▸ STATED GOAL: Arrange the material below as a numbered list with one line per number, leaving out any blank lines.

╔══

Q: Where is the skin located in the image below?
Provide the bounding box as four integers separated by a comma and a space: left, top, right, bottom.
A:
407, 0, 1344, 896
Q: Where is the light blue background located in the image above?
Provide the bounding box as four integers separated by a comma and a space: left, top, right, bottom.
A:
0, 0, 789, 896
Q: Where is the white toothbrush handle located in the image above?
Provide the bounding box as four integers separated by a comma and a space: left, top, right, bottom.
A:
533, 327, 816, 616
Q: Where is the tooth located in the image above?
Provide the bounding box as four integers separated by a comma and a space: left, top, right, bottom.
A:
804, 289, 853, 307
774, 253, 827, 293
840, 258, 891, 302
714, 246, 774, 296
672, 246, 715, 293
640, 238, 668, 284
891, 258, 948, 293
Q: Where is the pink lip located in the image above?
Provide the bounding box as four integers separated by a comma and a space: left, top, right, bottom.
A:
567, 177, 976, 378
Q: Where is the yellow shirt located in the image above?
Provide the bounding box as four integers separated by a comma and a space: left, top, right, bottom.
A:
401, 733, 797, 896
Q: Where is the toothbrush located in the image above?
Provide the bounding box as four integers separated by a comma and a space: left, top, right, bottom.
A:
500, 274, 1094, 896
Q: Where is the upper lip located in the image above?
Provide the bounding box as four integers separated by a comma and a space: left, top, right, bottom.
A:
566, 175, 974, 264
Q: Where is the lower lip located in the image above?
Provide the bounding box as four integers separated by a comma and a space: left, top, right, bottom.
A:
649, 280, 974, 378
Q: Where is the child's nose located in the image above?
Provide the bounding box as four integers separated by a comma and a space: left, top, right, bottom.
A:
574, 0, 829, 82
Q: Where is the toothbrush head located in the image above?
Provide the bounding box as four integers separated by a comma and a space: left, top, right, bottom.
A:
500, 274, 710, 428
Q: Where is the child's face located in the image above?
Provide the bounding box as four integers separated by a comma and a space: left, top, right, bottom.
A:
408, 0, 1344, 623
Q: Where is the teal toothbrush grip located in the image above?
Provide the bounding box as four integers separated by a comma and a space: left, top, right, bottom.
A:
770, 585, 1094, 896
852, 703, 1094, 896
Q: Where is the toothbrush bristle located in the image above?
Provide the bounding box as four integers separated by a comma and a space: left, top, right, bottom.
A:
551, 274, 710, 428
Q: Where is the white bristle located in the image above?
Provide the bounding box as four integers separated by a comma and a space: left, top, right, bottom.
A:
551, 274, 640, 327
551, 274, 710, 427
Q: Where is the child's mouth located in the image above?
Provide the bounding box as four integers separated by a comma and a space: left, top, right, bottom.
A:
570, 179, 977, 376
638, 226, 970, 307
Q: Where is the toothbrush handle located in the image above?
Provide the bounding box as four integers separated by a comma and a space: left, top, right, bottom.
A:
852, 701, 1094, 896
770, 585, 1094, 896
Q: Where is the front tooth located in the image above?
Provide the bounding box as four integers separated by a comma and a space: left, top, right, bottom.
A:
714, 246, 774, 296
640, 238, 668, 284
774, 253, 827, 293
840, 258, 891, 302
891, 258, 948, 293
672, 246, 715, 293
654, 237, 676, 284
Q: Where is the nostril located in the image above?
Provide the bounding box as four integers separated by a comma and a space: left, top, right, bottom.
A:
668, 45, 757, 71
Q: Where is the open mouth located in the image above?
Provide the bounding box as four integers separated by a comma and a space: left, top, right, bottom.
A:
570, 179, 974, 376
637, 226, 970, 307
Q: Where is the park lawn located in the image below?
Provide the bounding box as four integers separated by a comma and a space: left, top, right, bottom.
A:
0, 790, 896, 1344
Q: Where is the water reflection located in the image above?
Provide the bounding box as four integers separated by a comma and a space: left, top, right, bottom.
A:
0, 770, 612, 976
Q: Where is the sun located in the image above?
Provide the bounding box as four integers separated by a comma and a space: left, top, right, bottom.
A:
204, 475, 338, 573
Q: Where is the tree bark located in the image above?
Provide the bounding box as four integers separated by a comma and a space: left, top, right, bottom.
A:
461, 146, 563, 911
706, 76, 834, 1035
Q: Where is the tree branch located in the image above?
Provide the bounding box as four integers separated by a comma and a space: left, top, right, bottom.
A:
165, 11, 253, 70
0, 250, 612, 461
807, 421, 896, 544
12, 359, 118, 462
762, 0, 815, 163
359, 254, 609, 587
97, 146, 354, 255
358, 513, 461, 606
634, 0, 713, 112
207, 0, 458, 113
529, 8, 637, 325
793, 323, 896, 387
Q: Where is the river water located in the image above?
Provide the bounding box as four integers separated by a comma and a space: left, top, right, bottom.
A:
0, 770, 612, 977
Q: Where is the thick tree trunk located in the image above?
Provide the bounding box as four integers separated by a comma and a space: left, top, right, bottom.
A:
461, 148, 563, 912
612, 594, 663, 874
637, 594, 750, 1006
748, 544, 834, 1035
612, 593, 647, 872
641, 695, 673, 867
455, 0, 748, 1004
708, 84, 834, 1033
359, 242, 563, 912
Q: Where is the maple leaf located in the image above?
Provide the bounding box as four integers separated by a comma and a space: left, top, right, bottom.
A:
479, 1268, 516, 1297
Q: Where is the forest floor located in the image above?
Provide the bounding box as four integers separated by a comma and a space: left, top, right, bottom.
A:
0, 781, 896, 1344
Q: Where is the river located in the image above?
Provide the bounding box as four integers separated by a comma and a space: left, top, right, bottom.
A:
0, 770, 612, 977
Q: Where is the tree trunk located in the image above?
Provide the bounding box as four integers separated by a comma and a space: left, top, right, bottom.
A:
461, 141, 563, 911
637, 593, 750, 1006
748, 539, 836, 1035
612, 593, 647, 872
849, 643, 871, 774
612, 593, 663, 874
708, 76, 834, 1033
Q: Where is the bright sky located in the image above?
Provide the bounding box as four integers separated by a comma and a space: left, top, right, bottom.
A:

╚══

▸ SOLUTION TO THIS EXERCISE:
1. Q: Where is the skin located in the image below?
2. Provide the bounding box as four integers separated by a comma and a space: left, top, right, bottom.
3. A:
4. 407, 0, 1344, 896
5. Q: Where is the light blue background located in the image above?
6. Provide the bounding box as four integers separated by a comma and a space: left, top, right, bottom.
7. A:
8. 0, 0, 789, 896
9. Q: Where is the white toothbrush handle located in the image above?
10. Provide the bounding box as four integers separated by a comma and a space: left, top, right, bottom.
11. A:
12. 533, 327, 816, 616
13. Q: Where is the tooth located in the image above?
14. Provide the bounding box as four integers separated by a comma and a space: left, top, right, bottom.
15. A:
16. 804, 289, 853, 307
17. 774, 253, 827, 293
18. 840, 258, 891, 302
19. 714, 246, 774, 296
20. 672, 246, 715, 293
21. 640, 238, 668, 284
22. 891, 258, 948, 293
23. Q: Where is the pink lip located in the image above?
24. Provide the bounding box as four integers separated by a comma and a space: left, top, right, bottom.
25. A:
26. 567, 177, 976, 378
27. Q: Where is the yellow shirt located in the image above?
28. Provide the bounding box as four integers separated by a comma and a space: left, top, right, bottom.
29. A:
30. 401, 733, 797, 896
31. Q: Where is the toothbrush located in the image above?
32. Provide the bounding box as four integers separated by a comma and a space: left, top, right, bottom.
33. A:
34. 500, 274, 1094, 896
35. Q: Where is the upper lip located in the image above?
36. Provide the bounding box as four integers separated by a comma and a space: left, top, right, bottom.
37. A:
38. 566, 175, 974, 264
39. Q: Where is the lower lip located in the image above?
40. Provide the bounding box as four integers separated by a comma and a space: left, top, right, bottom.
41. A:
42. 649, 280, 974, 378
43. Q: Where is the child's nose located in the image above?
44. Provide the bounding box as four integers separated by a comma and a space: left, top, right, bottom.
45. A:
46. 574, 0, 829, 82
47. Q: Where is the toothbrush head located in the image above?
48. Provide the bounding box as four integers separated by a comma and a space: left, top, right, bottom.
49. A:
50. 500, 274, 710, 428
51. Q: Where is the child's face located in the image above?
52. Provide the bounding box as four integers separated by a comma and a space: left, top, right, bottom.
53. A:
54. 408, 0, 1344, 623
55. Q: Where is the teal toothbrush grip located in the image above?
56. Provide the bounding box as four integers separated by a comma and a space: left, top, right, bottom.
57. A:
58. 770, 585, 1094, 896
59. 852, 703, 1094, 896
60. Q: Where is the toothbrush bristle located in the image above?
61. Provide the bounding box as four integers separated by a comma and a space: left, top, right, bottom.
62. A:
63. 551, 274, 710, 428
64. Q: Where is the white bristle located in the image above?
65. Provide the bounding box as four integers separated by a comma and a space: left, top, right, bottom.
66. A:
67. 551, 274, 640, 327
68. 551, 274, 710, 427
69. Q: Where is the child's mouth located in the image above?
70. Provide the bounding box as four integers separated by a comma and a space: left, top, right, bottom.
71. A:
72. 570, 179, 977, 376
73. 638, 226, 970, 307
74. Q: Where is the toothbrush handle located in the image above?
75. Provide the bounding box as four integers separated by a comma and a space: left, top, right, bottom.
76. A:
77. 852, 701, 1094, 896
78. 770, 585, 1094, 896
79. Q: Where is the front tooth located in the image above?
80. Provide the bounding box as four integers separated by a comma and a space: left, top, right, bottom.
81. A:
82. 714, 246, 774, 296
83. 640, 238, 668, 284
84. 774, 253, 827, 293
85. 840, 258, 891, 302
86. 891, 258, 948, 293
87. 672, 246, 715, 293
88. 654, 237, 676, 284
89. Q: Where is the nostril located in the image above?
90. Provide the bounding box as four integers separated by a comma and a space: left, top, right, bottom.
91. A:
92. 668, 45, 757, 71
93. Q: Where is the open mouth located in the image above?
94. Provide the bounding box as four integers separated by a comma and a space: left, top, right, bottom.
95. A:
96. 570, 179, 974, 376
97. 637, 226, 970, 307
98. Q: Where is the park lawn located in the image below?
99. Provide the bounding box as four integers separated by a comma and a space: left, top, right, bottom.
100. A:
101. 0, 790, 896, 1344
102. Q: Where is the water reflection located in the image above?
103. Provide the bounding box as four integers separated by a comma and a space: left, top, right, bottom.
104. A:
105. 0, 770, 612, 976
106. Q: Where is the sun located in the image above?
107. Provide the bounding box as four integers separated by a comma and a space: left, top, right, bottom.
108. A:
109. 204, 475, 338, 573
110. Q: Where is the tree bark located in the image above?
111. Provide the bounding box as four integers separated by a comma and a space: left, top, right, bottom.
112. A:
113. 461, 146, 563, 911
114. 706, 76, 834, 1035
115. Q: Where is the tree branch located in the image above?
116. Provide the bounding box as four integers separated by a comma and a space: left, top, right, bottom.
117. A:
118. 165, 11, 253, 70
119. 0, 250, 612, 461
120. 807, 421, 896, 544
121. 12, 359, 118, 462
122. 762, 0, 815, 163
123. 359, 254, 609, 587
124. 97, 146, 354, 255
125. 358, 513, 461, 606
126. 634, 0, 713, 112
127. 207, 0, 458, 113
128. 529, 8, 637, 325
129. 793, 323, 896, 387
130. Q: Where is the river water located in the image above?
131. Provide the bounding box as four integers separated by a comma and a space: left, top, right, bottom.
132. A:
133. 0, 770, 612, 977
134. Q: Where is the thick tree trunk located in the image above?
135. Provide the bounding box as four integers separated by a comma and a space: left, top, right, bottom.
136. A:
137. 461, 148, 563, 912
138. 612, 594, 663, 874
139. 637, 594, 750, 1006
140. 748, 544, 834, 1035
141. 612, 593, 647, 872
142. 641, 695, 673, 867
143. 455, 0, 748, 1004
144. 708, 84, 834, 1033
145. 359, 242, 563, 912
146. Q: Where is the maple leaf located in the image above?
147. Provide the bounding box as four integers separated by a comma and a space: left, top, right, bottom.
148. A:
149. 479, 1268, 516, 1297
150. Q: Where is the forest floor located in the image above?
151. Provide the bounding box as four integers separated by a comma and a space: left, top, right, bottom.
152. A:
153. 0, 781, 896, 1344
154. Q: Where is the river located in the image above?
155. Provide the bounding box as four integers separated by a comma and a space: left, top, right, bottom.
156. A:
157. 0, 770, 612, 977
158. Q: Where is the tree trunk located in the image above?
159. Provide the bounding box as four integers separated by a comma and a space: left, top, right, bottom.
160. A:
161. 461, 141, 563, 911
162. 637, 593, 750, 1006
163. 748, 539, 836, 1035
164. 612, 593, 647, 872
165. 849, 643, 871, 774
166. 612, 593, 663, 874
167. 708, 76, 834, 1033
168. Q: Where is the bright sky located in the image above?
169. Provide the bounding box as four integers separated by a comma and a space: left, top, right, bottom.
170. A:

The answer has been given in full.